* **Requisitos da tarefa**: Segundo o trecho sobre células CAR-T, quais são as duas interleucinas com maior concentração no organismo dos pacientes que respondem melhor ao tratamento?

* **Trecho para leitura**:

-=-=-=-=-

Diante disso, pesquisas têm avaliado o uso combinado das
células CAR-T com os inibidores de checkpoints. Enquanto os fármacos
removeriam os freios disparados pelo câncer, as células CAR-T comandariam um
ataque intenso e personalizado contra o alvo em questão. “Por causa do
histórico no CTC, fomos convidados a fazer uma revisão desses artigos para
consolidar as descobertas sobre o assunto”, diz Botelho de Souza.
A revisão mostra que,
em certos cenários, a união dessas estratégias conseguiu conter o câncer no
laboratório e mesmo em voluntários. “Mas, em outros, os resultados não são
tão bons. Há uma variabilidade grande”, aponta Botelho de Souza.
Uma possibilidade em pesquisas no CTC – tanto para cânceres
sólidos como hematológicos – é construir células CAR-T com diferentes
receptores e coestimuladores, que controlem a doença por diferentes vias. “Estamos
também avaliando o efeito de retirar receptores das células que são afetados pelos checkpoints do
câncer”, complementa o professor.
Em dados clínicos, por exemplo, nota-se que os pacientes que
respondem melhor ao tratamento com as células CAR-T apresentam maiores
concentrações no organismo de duas interleucinas: a 17 e a 23. Com essa
informação em mãos, profissionais do CTC reprogramaram linfócitos para
estimular a produção das duas moléculas. “Nos estudos de laboratório, os
resultados são promissores”, revela Botelho de Souza.

-=-=-=-=-

* **Seção de dados**:
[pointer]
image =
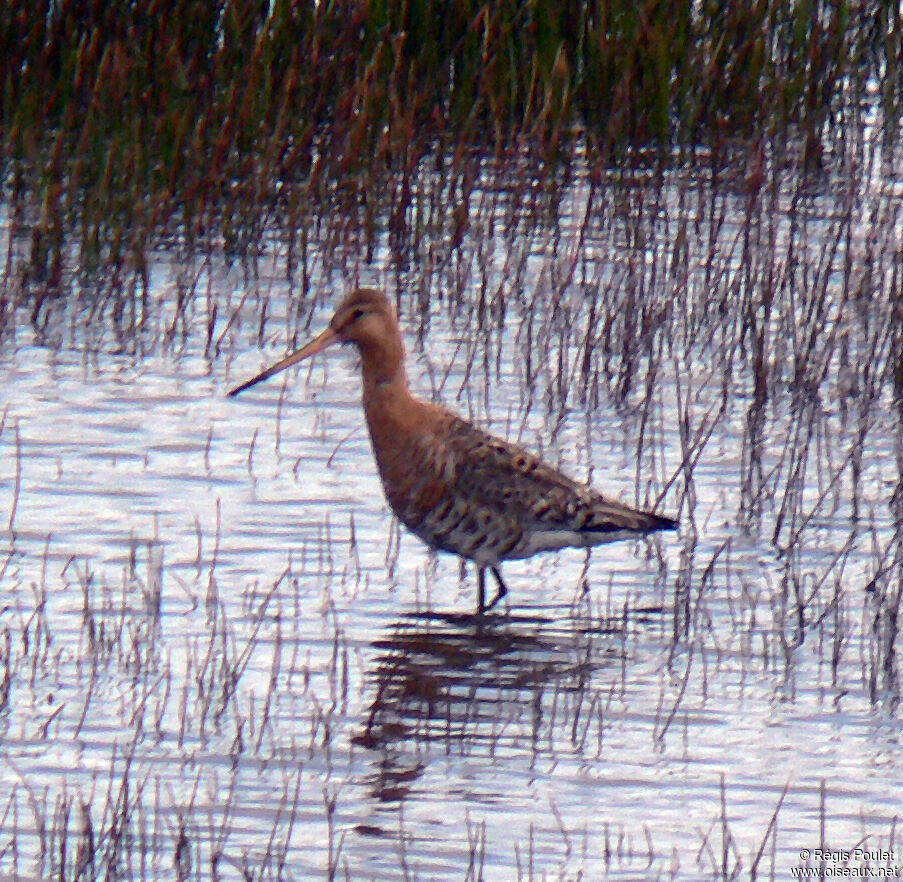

-=-=-=-=-

* **Resposta do exercício**: As interleucinas 17 e 23.